'''
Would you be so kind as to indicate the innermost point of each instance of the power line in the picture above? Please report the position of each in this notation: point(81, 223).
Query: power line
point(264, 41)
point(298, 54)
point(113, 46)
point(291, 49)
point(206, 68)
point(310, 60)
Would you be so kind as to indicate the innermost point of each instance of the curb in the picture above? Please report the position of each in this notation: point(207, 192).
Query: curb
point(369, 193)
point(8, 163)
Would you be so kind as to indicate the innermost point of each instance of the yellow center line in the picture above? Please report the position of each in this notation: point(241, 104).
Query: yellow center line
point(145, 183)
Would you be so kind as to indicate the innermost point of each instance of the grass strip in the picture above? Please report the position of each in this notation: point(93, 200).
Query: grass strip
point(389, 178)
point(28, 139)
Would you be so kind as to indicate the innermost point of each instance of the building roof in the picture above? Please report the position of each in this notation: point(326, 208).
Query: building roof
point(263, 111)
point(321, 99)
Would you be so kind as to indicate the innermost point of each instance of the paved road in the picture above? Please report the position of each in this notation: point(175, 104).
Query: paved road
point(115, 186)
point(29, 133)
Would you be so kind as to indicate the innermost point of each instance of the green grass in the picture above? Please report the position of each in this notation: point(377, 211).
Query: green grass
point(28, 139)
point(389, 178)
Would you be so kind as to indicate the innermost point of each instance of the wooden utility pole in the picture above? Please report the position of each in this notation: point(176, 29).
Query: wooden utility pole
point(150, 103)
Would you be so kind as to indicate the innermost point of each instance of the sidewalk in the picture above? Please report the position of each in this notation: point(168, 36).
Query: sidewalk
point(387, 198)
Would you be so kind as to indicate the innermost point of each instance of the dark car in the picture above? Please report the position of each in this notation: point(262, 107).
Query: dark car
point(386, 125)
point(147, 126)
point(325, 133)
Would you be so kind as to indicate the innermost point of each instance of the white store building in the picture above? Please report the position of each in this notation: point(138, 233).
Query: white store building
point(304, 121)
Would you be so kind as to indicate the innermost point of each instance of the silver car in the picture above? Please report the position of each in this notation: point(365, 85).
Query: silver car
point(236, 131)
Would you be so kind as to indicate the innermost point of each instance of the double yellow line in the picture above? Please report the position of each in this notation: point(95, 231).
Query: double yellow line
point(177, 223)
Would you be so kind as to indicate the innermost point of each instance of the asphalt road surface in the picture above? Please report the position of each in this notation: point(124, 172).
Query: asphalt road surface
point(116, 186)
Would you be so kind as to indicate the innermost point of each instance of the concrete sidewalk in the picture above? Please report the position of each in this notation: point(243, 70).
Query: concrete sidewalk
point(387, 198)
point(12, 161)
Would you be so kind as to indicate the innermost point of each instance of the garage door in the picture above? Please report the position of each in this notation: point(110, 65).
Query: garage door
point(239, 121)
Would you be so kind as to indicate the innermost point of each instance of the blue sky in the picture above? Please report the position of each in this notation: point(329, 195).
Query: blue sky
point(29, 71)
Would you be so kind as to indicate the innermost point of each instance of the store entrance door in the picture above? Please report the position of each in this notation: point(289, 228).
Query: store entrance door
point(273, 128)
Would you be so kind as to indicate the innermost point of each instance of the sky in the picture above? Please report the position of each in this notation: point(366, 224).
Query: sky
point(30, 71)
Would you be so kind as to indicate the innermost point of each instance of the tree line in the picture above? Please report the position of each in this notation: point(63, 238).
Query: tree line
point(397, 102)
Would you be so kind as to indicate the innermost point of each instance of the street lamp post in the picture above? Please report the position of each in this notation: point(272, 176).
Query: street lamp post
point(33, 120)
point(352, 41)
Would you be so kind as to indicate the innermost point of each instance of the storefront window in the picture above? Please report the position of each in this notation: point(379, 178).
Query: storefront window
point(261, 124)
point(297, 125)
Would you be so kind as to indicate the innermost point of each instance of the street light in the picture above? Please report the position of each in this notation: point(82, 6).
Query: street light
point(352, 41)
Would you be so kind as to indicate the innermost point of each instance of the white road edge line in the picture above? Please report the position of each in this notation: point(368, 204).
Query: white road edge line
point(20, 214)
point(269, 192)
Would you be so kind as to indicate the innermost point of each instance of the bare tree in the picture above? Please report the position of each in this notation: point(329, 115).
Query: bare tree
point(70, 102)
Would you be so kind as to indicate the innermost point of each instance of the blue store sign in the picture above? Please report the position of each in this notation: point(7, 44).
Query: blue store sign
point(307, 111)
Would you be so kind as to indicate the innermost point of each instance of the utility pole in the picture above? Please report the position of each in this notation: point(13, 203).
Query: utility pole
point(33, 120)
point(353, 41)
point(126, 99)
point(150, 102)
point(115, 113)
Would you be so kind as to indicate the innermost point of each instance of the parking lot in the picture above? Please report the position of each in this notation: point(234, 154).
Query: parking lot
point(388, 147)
'''
> _Task description_
Reproduce all of the material above verbatim, from the first line to the last.

> _Written solution_
Would you be so kind as to indicate the innermost point of each instance of the power line in the picture above? Please report the position of each in this notation: point(81, 223).
Query: power line
point(264, 41)
point(298, 54)
point(113, 46)
point(291, 49)
point(206, 68)
point(310, 60)
Would you be so kind as to indicate the innermost point of each instance of the curb in the picture above? Please report the position of each in this notation: point(207, 192).
Query: curb
point(369, 193)
point(8, 163)
Would you be so kind as to indicate the innermost point of each instance of the yellow center line in the picture above? Please report the position of each in this notation: point(241, 104).
Query: yellow center line
point(145, 183)
Would you be so kind as to indicate the innermost point of each instance of the grass strip in the picture above? Please report the position of each in this notation: point(93, 200).
Query: grass strip
point(389, 178)
point(28, 139)
Would you be so kind as to indicate the innermost point of each instance of the building roof in the picture above? Please report the position of each in this notation: point(326, 208).
Query: building roof
point(263, 111)
point(321, 99)
Would you be so kind as to indicate the innermost point of each instance of the paved road in the picture above? Please report the position of each in this notation: point(175, 104).
Query: paved road
point(115, 186)
point(29, 133)
Would you be so kind as to indicate the innermost point of each instance of the green grass in the picture above? Please report the position of each in this notation: point(377, 211).
Query: green grass
point(28, 139)
point(389, 178)
Would you be so kind as to indicate the innermost point of each instance of the wooden utility pole in the picture above? Please report the position of each in this notation: point(176, 29).
Query: wooden utility pole
point(150, 103)
Would you be so kind as to indicate the innermost point of each instance of the sidewalk in the picture above? Please report the position of each in this notation: point(168, 36).
Query: sidewalk
point(387, 198)
Would you be so kind as to indicate the innermost point of each instance of the dark car in the picture above? Please report the position of each in this notation: point(262, 107).
Query: dark car
point(386, 125)
point(147, 126)
point(325, 133)
Would you be so kind as to indicate the innermost point of each instance of the white store building in the picture above? Please report the position of each in this notation: point(138, 233).
Query: white store building
point(304, 121)
Would you be so kind as to indicate the innermost point of each instance of the silver car in the picture above? Please report the position of each in this notation: point(365, 85).
Query: silver car
point(236, 131)
Would you be so kind as to indicate the innermost point of each instance of the double yellow line in the picture above? Please report the position of each in this notation: point(95, 231).
Query: double yellow line
point(177, 223)
Would you be so kind as to indicate the innermost point of each instance of the asphalt road surface in the picture above? Please report the position of each in this notation: point(124, 172).
Query: asphalt road surface
point(116, 186)
Would you be so kind as to indicate the innermost point of each instance of the concrete sidewalk in the picture above? Please report the position of each in this notation: point(243, 70).
Query: concrete sidewalk
point(387, 198)
point(12, 161)
Would you be so kind as to indicate the innermost point of each instance of the garage door in the picture above? Please report the position of each in this notation: point(110, 65).
Query: garage door
point(239, 121)
Would you be so kind as to indicate the innermost point of each instance of the blue sky in the picture above? Please report the position of each in this notation: point(329, 195).
Query: blue sky
point(29, 71)
Would you be so kind as to indicate the innermost point of each instance of the store entrance door in the picture above? Please report the position of each in this notation: point(289, 228).
Query: store entrance door
point(273, 128)
Would you be so kind as to indicate the innermost point of each instance of the sky in the picture above? Please report the position of each in this notation: point(366, 224).
Query: sky
point(30, 71)
Would you be so kind as to indicate the innermost point of each instance of the tree line in the picture above? Please report the position of each in this notation: point(63, 238).
Query: tree line
point(397, 102)
Would you be so kind as to indicate the innermost point of each instance of the street lamp post in the picture above? Please report the position of each in this notation: point(272, 176).
Query: street lamp post
point(33, 120)
point(352, 41)
Would you be so kind as to indicate the innermost point of each instance of the storefront window in the picture above? Please report the position of each in this notation: point(379, 178).
Query: storefront window
point(261, 124)
point(297, 125)
Would you be so kind as to indicate the innermost point of each instance of the street light in the picture above? Please report the position of each in this notation: point(82, 6).
Query: street light
point(352, 41)
Would you be so kind as to indicate the innermost point of each instance of the white road edge line in the picture above? Please report the position of each in this notation: point(368, 204).
Query: white road edge line
point(20, 214)
point(269, 192)
Would you be so kind as to indicate the innermost point of each instance of the bare tree in the picture above? Please report the position of each in this notation: point(329, 115).
Query: bare tree
point(70, 102)
Would you be so kind as to indicate the innermost point of each instance of the blue store sign in the picture above? Please report the position of each in this notation: point(7, 44).
Query: blue store sign
point(307, 111)
Would you be so kind as to indicate the innermost point of each instance of the utility pole in the picture above? Please report the position of each in this notation: point(13, 203).
Query: utility pole
point(33, 120)
point(353, 41)
point(126, 99)
point(150, 102)
point(115, 113)
Would you be so kind as to indicate the innermost point of each instance of the parking lot in the picture above? Please report the position of each in this notation: point(234, 154).
Query: parking lot
point(388, 147)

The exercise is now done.